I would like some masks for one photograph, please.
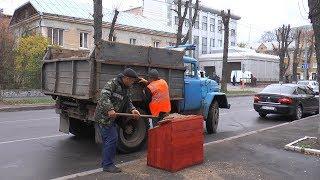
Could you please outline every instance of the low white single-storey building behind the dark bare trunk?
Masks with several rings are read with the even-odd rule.
[[[200,56],[200,68],[221,77],[223,52],[213,50],[212,53]],[[228,77],[233,70],[250,71],[260,82],[276,82],[279,80],[279,57],[256,53],[252,49],[231,47],[228,53]]]

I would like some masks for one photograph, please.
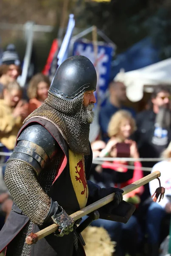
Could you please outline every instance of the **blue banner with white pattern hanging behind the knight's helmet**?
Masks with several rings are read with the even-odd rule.
[[[101,104],[106,99],[106,91],[109,85],[111,61],[114,48],[108,44],[98,45],[98,54],[95,56],[94,47],[92,43],[85,43],[83,41],[76,41],[73,46],[73,55],[83,55],[90,59],[94,64],[98,74],[98,97]]]

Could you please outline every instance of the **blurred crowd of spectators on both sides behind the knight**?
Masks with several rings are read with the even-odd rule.
[[[41,106],[48,96],[50,81],[37,73],[26,88],[20,87],[20,59],[14,45],[3,52],[0,66],[0,152],[14,149],[22,122]],[[136,113],[125,105],[126,87],[122,82],[109,84],[109,98],[99,112],[101,128],[97,140],[91,143],[93,158],[106,157],[101,164],[93,163],[90,179],[101,187],[123,188],[151,172],[161,172],[165,187],[164,199],[154,203],[151,195],[159,186],[154,180],[124,196],[135,204],[136,211],[126,224],[98,219],[92,225],[103,226],[117,242],[116,256],[159,255],[161,242],[169,233],[171,215],[171,89],[167,84],[155,86],[146,109]],[[12,198],[3,177],[9,154],[0,156],[0,228],[12,205]],[[131,161],[107,157],[133,158]],[[157,161],[163,157],[165,160]],[[139,161],[139,158],[151,158]],[[153,160],[155,158],[155,160]],[[139,254],[138,254],[139,253]]]

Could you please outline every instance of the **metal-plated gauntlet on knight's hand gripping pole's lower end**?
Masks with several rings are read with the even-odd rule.
[[[56,223],[59,227],[55,232],[55,236],[64,236],[73,231],[74,220],[70,218],[67,212],[57,202],[51,199],[50,209],[44,223]]]

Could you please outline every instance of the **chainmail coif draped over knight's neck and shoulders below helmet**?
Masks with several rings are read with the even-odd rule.
[[[82,121],[84,93],[67,100],[51,92],[45,103],[31,113],[24,121],[41,116],[52,122],[61,132],[70,149],[78,154],[89,155],[90,124]]]

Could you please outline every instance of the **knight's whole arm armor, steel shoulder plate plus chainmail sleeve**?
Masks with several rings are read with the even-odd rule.
[[[58,204],[48,197],[35,174],[53,159],[59,150],[58,143],[41,125],[25,128],[17,141],[7,162],[5,182],[23,213],[35,224],[42,225],[58,211]]]

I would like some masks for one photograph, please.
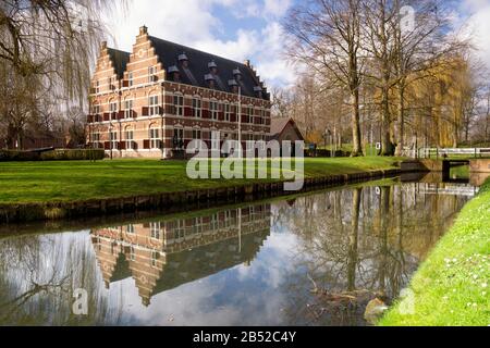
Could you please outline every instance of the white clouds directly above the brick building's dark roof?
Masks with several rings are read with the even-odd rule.
[[[278,20],[285,14],[291,0],[166,0],[155,5],[152,0],[138,0],[126,11],[120,9],[108,15],[109,28],[114,33],[115,48],[131,51],[138,28],[146,25],[150,35],[194,47],[217,55],[243,62],[252,60],[258,74],[270,87],[290,85],[294,74],[282,57],[282,29]],[[223,27],[215,11],[226,11],[240,16],[267,18],[264,27],[236,29],[233,39],[223,40]]]

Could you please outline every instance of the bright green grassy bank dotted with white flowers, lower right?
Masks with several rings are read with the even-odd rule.
[[[412,281],[415,301],[396,303],[383,326],[490,325],[490,179],[461,212]],[[405,313],[405,314],[404,314]]]

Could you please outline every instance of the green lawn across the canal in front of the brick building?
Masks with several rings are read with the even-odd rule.
[[[396,167],[399,160],[380,157],[305,159],[305,175],[315,177],[389,170]],[[243,185],[249,182],[191,179],[186,175],[184,161],[5,162],[0,163],[0,203],[119,198]]]

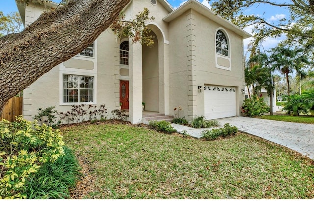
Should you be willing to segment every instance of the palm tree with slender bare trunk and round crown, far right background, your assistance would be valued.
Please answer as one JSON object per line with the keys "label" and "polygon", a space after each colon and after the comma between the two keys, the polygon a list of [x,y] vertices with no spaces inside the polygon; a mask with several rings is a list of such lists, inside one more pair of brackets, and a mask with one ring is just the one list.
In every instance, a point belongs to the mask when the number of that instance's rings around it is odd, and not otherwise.
{"label": "palm tree with slender bare trunk and round crown, far right background", "polygon": [[308,58],[303,53],[302,48],[290,49],[283,46],[277,46],[271,49],[270,60],[275,69],[278,69],[286,76],[288,96],[290,96],[289,73],[293,71],[301,72],[304,64],[308,64]]}

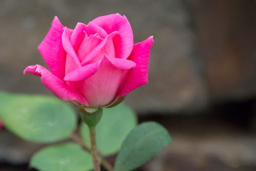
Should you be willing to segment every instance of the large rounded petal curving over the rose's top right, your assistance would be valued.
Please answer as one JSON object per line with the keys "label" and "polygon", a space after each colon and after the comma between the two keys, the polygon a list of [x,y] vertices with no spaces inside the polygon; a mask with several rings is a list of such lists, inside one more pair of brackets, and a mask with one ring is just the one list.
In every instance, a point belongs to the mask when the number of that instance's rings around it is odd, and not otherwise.
{"label": "large rounded petal curving over the rose's top right", "polygon": [[119,35],[114,37],[116,56],[126,59],[133,49],[133,31],[125,16],[110,14],[95,18],[92,23],[102,27],[108,34],[118,31]]}

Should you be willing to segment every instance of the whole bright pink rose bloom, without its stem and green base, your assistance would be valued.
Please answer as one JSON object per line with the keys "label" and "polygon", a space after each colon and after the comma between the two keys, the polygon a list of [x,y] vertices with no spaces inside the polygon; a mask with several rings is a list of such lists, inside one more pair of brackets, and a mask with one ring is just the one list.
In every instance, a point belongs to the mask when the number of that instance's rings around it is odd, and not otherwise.
{"label": "whole bright pink rose bloom, without its stem and green base", "polygon": [[105,106],[147,83],[153,36],[137,44],[125,16],[100,16],[74,30],[55,17],[38,50],[49,69],[29,66],[26,72],[62,100]]}

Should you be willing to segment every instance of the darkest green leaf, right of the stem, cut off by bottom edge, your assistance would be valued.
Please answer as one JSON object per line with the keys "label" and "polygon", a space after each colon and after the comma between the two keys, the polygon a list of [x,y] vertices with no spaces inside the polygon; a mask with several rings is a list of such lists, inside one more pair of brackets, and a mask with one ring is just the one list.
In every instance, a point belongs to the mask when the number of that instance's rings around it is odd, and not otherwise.
{"label": "darkest green leaf, right of the stem, cut off by bottom edge", "polygon": [[145,122],[137,126],[125,138],[115,162],[115,171],[134,170],[150,160],[172,138],[167,130],[156,122]]}

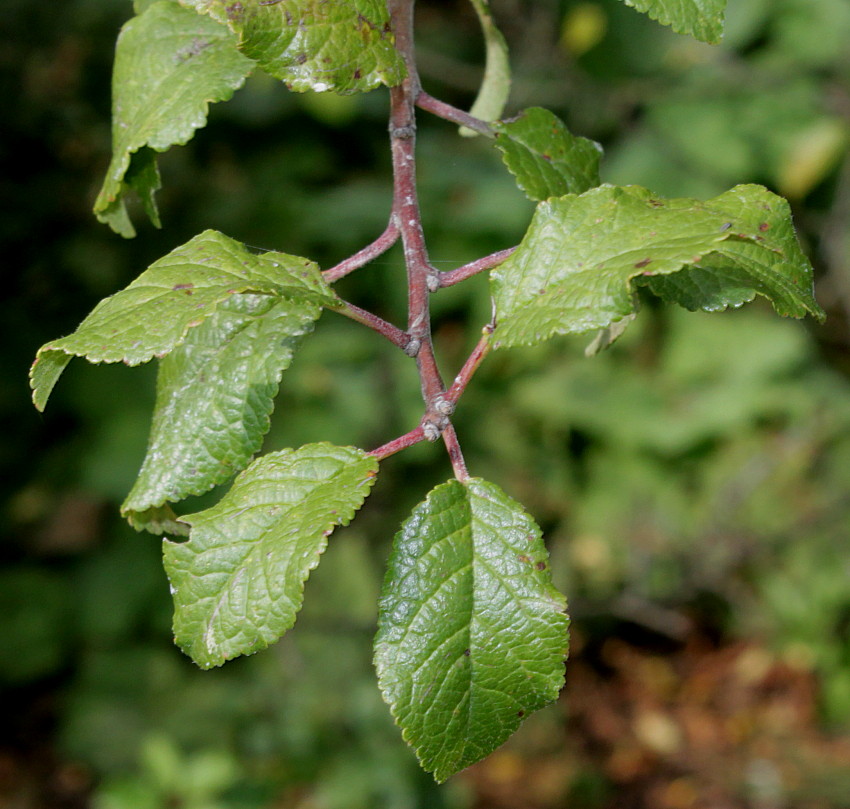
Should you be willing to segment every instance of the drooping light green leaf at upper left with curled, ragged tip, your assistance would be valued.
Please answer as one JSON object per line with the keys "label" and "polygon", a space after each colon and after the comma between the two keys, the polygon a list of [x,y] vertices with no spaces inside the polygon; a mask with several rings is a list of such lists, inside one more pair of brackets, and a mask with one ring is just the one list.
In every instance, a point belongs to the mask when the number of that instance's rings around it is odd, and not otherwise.
{"label": "drooping light green leaf at upper left with curled, ragged tip", "polygon": [[175,3],[153,3],[131,19],[115,51],[113,157],[95,201],[97,218],[134,236],[125,202],[132,188],[159,226],[153,198],[159,174],[150,149],[164,152],[190,140],[206,125],[210,102],[230,98],[253,67],[225,26]]}

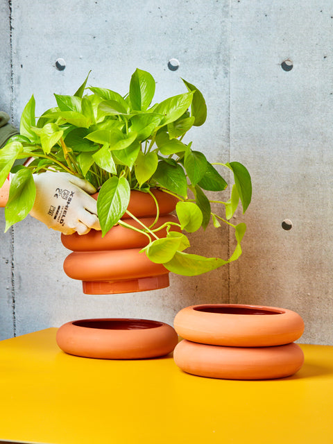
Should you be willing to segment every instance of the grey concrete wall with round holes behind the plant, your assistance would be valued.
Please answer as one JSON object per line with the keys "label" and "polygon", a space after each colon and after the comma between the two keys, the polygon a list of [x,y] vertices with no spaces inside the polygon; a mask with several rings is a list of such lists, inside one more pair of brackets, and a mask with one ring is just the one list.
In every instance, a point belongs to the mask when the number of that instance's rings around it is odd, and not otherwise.
{"label": "grey concrete wall with round holes behind the plant", "polygon": [[[89,69],[90,84],[123,94],[135,68],[146,69],[157,100],[184,92],[182,77],[207,101],[194,146],[211,161],[246,164],[254,193],[238,262],[144,293],[83,295],[62,271],[59,234],[28,217],[0,234],[0,337],[83,317],[172,323],[187,305],[242,302],[294,309],[305,319],[303,342],[333,344],[332,17],[328,0],[3,0],[0,108],[16,124],[31,94],[42,112]],[[227,257],[232,233],[215,231],[191,243]]]}

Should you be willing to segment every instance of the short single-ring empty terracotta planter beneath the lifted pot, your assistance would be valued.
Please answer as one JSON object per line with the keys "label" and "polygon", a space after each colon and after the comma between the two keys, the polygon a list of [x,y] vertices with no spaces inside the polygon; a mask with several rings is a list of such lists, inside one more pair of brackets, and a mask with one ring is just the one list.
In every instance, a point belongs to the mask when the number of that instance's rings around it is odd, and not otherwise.
{"label": "short single-ring empty terracotta planter beneath the lifted pot", "polygon": [[147,319],[83,319],[62,325],[56,336],[70,355],[99,359],[144,359],[172,352],[178,335],[171,325]]}

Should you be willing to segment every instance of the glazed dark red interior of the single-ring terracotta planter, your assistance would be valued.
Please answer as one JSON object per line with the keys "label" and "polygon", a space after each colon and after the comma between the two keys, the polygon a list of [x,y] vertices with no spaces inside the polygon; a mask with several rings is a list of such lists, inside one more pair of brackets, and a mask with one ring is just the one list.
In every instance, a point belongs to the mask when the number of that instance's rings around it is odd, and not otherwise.
{"label": "glazed dark red interior of the single-ring terracotta planter", "polygon": [[160,327],[162,323],[147,319],[83,319],[74,321],[73,325],[100,330],[144,330]]}

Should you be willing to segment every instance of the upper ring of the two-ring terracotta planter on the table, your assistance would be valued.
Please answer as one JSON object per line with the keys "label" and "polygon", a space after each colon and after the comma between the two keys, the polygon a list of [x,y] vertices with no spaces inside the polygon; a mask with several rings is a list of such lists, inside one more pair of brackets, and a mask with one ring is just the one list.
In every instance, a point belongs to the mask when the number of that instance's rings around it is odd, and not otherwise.
{"label": "upper ring of the two-ring terracotta planter on the table", "polygon": [[289,309],[259,305],[191,305],[173,323],[184,339],[231,347],[269,347],[296,341],[304,322]]}

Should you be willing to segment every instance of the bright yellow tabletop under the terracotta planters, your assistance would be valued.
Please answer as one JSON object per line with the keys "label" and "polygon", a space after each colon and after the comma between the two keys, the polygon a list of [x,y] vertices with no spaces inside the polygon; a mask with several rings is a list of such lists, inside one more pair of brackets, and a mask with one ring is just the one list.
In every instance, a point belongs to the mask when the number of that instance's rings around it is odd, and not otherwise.
{"label": "bright yellow tabletop under the terracotta planters", "polygon": [[302,345],[293,377],[187,375],[172,357],[65,355],[56,328],[0,342],[0,441],[57,444],[333,443],[333,347]]}

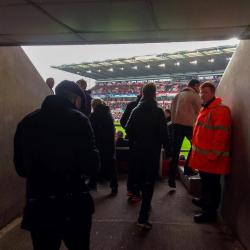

● ● ● ● ● ● ●

■ EXERCISE AIM
Please filter the entries for the word "outline" and copy the lines that have it.

■ SOLUTION TO THE PROBLEM
Could you please outline every instance of the low white single-storey building behind the dark bare trunk?
Could you please outline every instance of the **blue banner with white pattern hanging behind the knight's helmet**?
Could you please outline every instance of the **blurred crowd of spectators on both sides behind the knight**?
Could you please outline every instance of the **metal-plated gauntlet on knight's hand gripping pole's lower end**?
Could you please outline every instance of the **chainmail coif draped over knight's neck and shoulders below helmet**?
Could you please outline every instance of the **knight's whole arm armor, steel shoulder plate plus chainmail sleeve**?
Could you please outline every instance of the white clouds directly above the brick building's dark roof?
Could you please outline every instance of the bright green grassy bank dotted with white flowers, lower right?
Could you please outline every instance of the green lawn across the canal in front of the brick building?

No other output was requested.